Welcome aboard and Welcome on board mean

Welcome Aboard vs. Welcome On Board – Which One is Right to Use?

If you’ve ever taken a plane, train, or ship or started a new job, you might have encountered the phrases Welcome aboard or Welcome on board. The question arises: what is the distinction between these two, and which should you use? Let’s delve into the matter and find out!

In simple terms, both phrases are grammatically correct and can be used interchangeably. However, there are specific nuances to consider when choosing between them, such as the level of formality or informality of the situation. Now, let’s examine the differences between Welcome aboard and Welcome on board.

Welcome On Board Vs Welcome Aboard

You can use both expressions, “welcome aboard” and “welcome on board,” interchangeably when you speak.

The term “aboard” originates from the French phrase “à bord,” which carries the same meaning as the English phrase “on board.”

These two phrases share two similarities:

  • They both signify a welcome to board a vehicle like a ship, train, or plane.
  • In a contemporary context, both expressions can be used to welcome new employees to a company or to include them in the team.

Here are a couple of examples of how they can be used:

  • “We extend a warm welcome to you aboard this flight.”
  • “We extend a warm welcome to you on board as a new employee.”

What Does “Welcome Aboard” Mean?

In the service industry, such as on planes, trains, or boats, the phrase “Welcome aboard” or “Welcome a board” is used as a greeting. For instance, a flight attendant may say “Welcome aboard” when passengers enter a plane. This expression has the same meaning as “Welcome to the flight” or “I’m pleased that you have chosen to travel with us.”

Extracted data entries
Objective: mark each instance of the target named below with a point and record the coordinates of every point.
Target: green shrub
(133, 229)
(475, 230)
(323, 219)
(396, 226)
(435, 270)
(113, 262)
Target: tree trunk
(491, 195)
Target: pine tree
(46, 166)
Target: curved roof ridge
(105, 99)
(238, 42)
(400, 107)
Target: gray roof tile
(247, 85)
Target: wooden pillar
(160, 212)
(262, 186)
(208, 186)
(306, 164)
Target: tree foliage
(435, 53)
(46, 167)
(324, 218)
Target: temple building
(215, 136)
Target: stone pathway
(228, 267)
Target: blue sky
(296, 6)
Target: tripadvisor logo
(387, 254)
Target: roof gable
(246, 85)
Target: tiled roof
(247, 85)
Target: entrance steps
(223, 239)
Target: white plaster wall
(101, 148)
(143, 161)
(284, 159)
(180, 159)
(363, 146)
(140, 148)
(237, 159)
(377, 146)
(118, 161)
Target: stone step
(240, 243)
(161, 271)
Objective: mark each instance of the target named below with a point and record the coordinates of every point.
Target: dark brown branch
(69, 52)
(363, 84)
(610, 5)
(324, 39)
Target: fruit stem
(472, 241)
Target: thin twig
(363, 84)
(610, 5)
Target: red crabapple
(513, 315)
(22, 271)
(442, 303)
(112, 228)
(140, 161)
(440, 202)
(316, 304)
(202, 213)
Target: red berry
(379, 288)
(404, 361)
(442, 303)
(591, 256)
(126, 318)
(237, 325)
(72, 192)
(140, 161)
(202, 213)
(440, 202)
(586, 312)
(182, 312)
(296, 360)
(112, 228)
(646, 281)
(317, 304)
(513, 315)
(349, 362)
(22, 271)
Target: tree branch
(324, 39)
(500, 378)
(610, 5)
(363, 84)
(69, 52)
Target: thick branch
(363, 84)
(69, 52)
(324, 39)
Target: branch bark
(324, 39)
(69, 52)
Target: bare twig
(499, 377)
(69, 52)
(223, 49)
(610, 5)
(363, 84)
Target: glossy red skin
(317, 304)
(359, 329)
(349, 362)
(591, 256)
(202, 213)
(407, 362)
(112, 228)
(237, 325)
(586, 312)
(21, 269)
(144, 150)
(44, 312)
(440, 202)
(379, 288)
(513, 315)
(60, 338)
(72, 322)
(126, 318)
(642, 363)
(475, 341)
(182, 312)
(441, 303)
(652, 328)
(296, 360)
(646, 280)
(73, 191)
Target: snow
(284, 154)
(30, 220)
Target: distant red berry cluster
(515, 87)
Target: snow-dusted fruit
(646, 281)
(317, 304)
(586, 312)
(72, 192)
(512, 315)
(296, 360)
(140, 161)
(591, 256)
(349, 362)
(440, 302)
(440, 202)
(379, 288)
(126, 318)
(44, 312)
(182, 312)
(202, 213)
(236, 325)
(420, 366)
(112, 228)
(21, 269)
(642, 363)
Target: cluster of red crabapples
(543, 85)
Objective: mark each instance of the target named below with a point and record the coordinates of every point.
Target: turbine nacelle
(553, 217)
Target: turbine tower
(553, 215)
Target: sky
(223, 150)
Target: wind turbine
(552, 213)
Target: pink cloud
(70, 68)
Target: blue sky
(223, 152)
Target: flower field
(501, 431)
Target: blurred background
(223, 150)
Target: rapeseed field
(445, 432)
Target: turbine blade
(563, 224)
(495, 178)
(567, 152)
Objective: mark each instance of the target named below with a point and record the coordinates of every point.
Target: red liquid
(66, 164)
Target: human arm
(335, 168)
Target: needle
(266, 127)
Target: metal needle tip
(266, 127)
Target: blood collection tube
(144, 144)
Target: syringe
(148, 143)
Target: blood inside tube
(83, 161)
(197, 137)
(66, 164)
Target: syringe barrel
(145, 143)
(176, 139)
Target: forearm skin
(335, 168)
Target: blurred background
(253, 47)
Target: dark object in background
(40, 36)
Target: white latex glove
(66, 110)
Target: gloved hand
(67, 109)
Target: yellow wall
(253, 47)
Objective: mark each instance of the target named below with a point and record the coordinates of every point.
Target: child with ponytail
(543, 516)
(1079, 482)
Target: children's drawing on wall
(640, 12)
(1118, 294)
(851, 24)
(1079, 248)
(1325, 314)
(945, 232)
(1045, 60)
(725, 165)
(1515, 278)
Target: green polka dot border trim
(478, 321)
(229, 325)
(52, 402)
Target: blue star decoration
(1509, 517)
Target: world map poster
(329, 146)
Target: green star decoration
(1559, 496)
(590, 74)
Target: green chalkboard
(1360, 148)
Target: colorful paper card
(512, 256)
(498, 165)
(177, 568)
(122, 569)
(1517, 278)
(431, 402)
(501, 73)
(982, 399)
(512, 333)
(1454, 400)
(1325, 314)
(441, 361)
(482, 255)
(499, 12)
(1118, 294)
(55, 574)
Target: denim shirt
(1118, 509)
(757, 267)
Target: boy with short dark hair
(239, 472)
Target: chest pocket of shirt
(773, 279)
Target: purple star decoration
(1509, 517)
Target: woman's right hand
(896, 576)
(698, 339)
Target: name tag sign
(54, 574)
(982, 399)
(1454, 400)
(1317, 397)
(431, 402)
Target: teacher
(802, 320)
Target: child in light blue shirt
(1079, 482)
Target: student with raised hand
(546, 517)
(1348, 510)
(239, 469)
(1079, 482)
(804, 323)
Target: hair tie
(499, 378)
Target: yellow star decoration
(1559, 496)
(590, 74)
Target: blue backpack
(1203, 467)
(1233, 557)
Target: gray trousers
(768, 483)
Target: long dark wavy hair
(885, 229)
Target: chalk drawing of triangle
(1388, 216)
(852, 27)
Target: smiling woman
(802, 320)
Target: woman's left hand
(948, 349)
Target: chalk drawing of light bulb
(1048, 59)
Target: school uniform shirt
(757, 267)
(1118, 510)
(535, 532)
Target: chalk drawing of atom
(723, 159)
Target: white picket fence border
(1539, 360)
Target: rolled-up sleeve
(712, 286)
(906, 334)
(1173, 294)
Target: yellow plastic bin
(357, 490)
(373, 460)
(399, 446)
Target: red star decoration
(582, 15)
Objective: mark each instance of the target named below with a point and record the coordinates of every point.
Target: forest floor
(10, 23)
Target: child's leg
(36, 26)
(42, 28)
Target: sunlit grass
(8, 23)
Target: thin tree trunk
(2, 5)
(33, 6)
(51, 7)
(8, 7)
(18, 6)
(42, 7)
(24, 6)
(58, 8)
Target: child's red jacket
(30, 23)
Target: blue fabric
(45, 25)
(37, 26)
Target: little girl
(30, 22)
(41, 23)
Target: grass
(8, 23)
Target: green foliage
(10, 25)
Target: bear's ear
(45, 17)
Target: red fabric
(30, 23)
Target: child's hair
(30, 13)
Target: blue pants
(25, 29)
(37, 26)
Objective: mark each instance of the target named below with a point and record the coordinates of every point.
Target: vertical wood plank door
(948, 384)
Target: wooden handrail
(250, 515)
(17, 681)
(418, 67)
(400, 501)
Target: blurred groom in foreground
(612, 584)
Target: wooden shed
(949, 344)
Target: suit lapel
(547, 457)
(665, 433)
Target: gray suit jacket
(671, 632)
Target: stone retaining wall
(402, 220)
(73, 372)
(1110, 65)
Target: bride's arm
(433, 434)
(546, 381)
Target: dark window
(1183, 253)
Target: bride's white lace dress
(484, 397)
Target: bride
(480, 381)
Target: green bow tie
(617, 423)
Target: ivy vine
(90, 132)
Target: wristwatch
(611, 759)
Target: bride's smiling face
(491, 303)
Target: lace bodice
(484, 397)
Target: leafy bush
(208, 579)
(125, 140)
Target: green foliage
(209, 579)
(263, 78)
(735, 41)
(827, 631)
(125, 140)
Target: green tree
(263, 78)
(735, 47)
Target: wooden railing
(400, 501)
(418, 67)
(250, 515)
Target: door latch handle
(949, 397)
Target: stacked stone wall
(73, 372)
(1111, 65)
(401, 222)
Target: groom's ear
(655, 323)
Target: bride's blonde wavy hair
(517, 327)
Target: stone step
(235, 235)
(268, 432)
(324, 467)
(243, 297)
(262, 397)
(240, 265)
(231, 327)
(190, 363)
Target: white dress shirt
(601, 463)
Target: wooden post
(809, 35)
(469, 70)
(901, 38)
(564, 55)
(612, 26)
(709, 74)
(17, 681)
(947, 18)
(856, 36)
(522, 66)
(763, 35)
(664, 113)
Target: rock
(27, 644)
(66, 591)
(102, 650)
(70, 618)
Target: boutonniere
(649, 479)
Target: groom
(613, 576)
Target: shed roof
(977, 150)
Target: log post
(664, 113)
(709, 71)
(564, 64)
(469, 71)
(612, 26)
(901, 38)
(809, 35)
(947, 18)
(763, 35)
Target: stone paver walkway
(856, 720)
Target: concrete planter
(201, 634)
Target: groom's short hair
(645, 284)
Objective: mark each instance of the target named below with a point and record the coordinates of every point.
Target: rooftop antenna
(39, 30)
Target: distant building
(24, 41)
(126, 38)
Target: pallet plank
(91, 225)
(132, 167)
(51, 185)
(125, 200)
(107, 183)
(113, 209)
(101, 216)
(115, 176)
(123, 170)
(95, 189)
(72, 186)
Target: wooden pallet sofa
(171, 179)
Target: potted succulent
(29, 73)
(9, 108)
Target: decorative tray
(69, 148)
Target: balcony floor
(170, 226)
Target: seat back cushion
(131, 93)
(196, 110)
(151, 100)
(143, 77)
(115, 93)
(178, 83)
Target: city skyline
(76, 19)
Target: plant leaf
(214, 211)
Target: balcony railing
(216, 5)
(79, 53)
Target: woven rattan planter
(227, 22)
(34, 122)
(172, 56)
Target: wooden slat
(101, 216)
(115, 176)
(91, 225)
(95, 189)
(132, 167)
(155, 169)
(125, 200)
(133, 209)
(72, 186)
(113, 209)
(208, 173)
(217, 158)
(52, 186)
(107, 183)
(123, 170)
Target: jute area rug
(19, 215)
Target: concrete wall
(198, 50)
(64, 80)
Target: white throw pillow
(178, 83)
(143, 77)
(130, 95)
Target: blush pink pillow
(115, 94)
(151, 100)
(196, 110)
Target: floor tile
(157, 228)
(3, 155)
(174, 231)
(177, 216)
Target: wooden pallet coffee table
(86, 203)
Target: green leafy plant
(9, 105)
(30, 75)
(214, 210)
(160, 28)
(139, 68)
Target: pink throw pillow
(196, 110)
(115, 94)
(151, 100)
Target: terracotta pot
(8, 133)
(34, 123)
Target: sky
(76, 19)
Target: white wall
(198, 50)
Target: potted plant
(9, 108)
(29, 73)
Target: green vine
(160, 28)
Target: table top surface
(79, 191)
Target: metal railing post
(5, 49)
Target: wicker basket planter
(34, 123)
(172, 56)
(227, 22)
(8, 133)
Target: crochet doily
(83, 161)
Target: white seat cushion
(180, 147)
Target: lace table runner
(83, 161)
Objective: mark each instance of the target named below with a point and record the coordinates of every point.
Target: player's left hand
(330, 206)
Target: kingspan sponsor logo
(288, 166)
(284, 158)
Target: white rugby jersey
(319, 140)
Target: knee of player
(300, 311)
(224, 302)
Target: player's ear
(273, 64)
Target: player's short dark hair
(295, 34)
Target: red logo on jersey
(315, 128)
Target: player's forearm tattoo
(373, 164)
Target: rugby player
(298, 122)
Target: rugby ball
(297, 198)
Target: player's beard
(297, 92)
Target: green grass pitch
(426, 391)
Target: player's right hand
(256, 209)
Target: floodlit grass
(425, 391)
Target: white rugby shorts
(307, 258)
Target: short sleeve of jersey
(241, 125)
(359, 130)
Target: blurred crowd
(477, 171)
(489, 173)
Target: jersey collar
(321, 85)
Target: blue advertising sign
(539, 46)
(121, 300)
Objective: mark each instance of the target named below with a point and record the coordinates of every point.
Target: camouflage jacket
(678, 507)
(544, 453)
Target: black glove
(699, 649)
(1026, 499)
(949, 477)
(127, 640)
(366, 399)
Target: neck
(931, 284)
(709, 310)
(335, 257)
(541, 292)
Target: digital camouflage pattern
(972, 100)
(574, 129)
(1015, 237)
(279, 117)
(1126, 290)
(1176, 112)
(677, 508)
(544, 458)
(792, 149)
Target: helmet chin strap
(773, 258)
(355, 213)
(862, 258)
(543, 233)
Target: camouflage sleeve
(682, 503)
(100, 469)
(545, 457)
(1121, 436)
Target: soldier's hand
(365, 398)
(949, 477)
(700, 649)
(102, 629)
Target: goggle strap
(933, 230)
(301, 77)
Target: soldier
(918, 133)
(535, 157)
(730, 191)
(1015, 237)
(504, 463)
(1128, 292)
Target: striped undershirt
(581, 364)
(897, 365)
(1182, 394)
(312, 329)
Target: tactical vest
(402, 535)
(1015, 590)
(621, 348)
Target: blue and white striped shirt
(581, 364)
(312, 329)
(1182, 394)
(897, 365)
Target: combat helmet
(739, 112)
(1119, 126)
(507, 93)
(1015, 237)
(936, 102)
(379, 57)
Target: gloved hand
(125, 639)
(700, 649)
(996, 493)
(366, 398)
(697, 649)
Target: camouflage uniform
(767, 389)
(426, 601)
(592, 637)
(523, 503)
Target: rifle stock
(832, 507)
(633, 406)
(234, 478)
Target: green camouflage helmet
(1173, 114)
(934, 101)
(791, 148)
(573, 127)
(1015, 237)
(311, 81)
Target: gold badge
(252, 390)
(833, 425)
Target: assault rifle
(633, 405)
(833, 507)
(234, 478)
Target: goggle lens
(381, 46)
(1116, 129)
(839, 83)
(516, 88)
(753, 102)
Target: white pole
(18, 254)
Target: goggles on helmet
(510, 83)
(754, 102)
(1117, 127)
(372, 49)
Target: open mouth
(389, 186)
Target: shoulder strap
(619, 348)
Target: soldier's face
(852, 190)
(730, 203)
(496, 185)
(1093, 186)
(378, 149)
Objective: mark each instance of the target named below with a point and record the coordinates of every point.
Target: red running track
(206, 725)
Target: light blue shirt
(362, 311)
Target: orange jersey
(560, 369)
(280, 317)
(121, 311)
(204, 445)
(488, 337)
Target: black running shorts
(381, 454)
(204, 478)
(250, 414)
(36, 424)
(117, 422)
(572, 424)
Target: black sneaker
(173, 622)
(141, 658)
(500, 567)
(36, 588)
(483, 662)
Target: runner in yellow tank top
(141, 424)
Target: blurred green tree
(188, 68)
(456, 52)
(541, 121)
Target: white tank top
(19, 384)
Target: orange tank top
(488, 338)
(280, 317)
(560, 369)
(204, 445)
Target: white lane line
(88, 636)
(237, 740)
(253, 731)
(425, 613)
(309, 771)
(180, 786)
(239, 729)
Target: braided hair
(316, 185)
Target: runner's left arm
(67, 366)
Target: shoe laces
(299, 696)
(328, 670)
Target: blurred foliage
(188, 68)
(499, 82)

**PROBLEMS TO WORK ON:**
1 > Answer these questions about the article on "welcome aboard" and "welcome on board":
(a) From which French phrase does "aboard" originate?
(b) Who does the article say may say "Welcome aboard" when passengers enter a plane?
(c) In a contemporary context, whom can both expressions be used to welcome?
2 > Please filter the entries above, copying each line that holds the string "pallet".
These entries are unrelated to the article.

**PER-TASK ANSWERS:**
1 >
(a) "à bord"
(b) A flight attendant
(c) New employees to a company, or to include them in the team

2 >
Target: pallet plank
Target: wooden pallet sofa
Target: wooden pallet coffee table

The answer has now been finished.